## Document section
Sunday, November 23, 2014

The False Promise of Digital Democracy

MUNICH – Most people used to think of the Internet as a force for good. It was supposed to allow us not only to shop, stay in touch with former classmates, and find a new sushi restaurant; it was also supposed to empower us politically by allowing the disenfranchised to make their voices heard, help activists mobilize supporters, and enable ordinary citizens to publicize evidence of official corruption or police brutality.

But doubts have crept in – and not only since the revelations of government agencies’ use of the Internet to spy on us, our leaders, and one another. The Internet’s impact on politics is deeply ambiguous. Unless and until it becomes a space where rules and rights apply like they do in the real world, that is unlikely to change.

Early enthusiasts dreamed that mere access to the Internet would help spread democracy. This did not happen. At the end of the 1990’s, 4% of the world’s population was using the Internet; today, almost 40% do. But the share of countries classified as “not free” or “partly free” by the democracy watchdog Freedom House has hardly changed over the same period. In the battle between networks and hierarchies, the hierarchies seem to be winning more often than not.

One reason is that governments have become as skillful at using the Internet and modern communications technology as activists. Autocratic governments use it to track down protest and opposition leaders, as we have recently seen in Ukraine. They employ armies of people to vet and skew online conversations. Some people even argue that the Internet acts as a political release valve that helps dictators stay in power.

## Material supplied
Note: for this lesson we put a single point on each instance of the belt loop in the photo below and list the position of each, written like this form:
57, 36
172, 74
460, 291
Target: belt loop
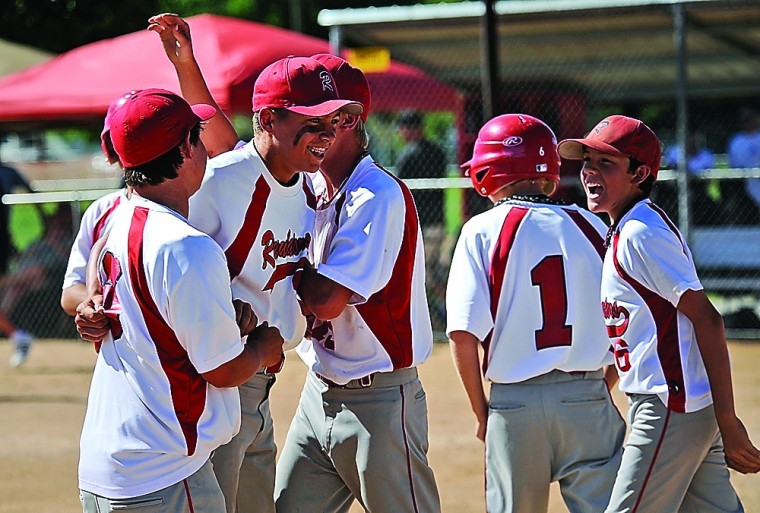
366, 381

## Exercise instructions
• a. Translate this sentence from the digital democracy article into Spanish: "The Internet’s impact on politics is deeply ambiguous."
• b. According to the digital democracy article, what percentage of the world's population was using the Internet at the end of the 1990s?
• c. Reproduce the digital democracy article word for word from "The False Promise" to "or police brutality.".

## Outputs by task
• a. El impacto de Internet en la política es profundamente ambiguo.

• b. 4%

• c.
The False Promise of Digital Democracy

MUNICH – Most people used to think of the Internet as a force for good. It was supposed to allow us not only to shop, stay in touch with former classmates, and find a new sushi restaurant; it was also supposed to empower us politically by allowing the disenfranchised to make their voices heard, help activists mobilize supporters, and enable ordinary citizens to publicize evidence of official corruption or police brutality.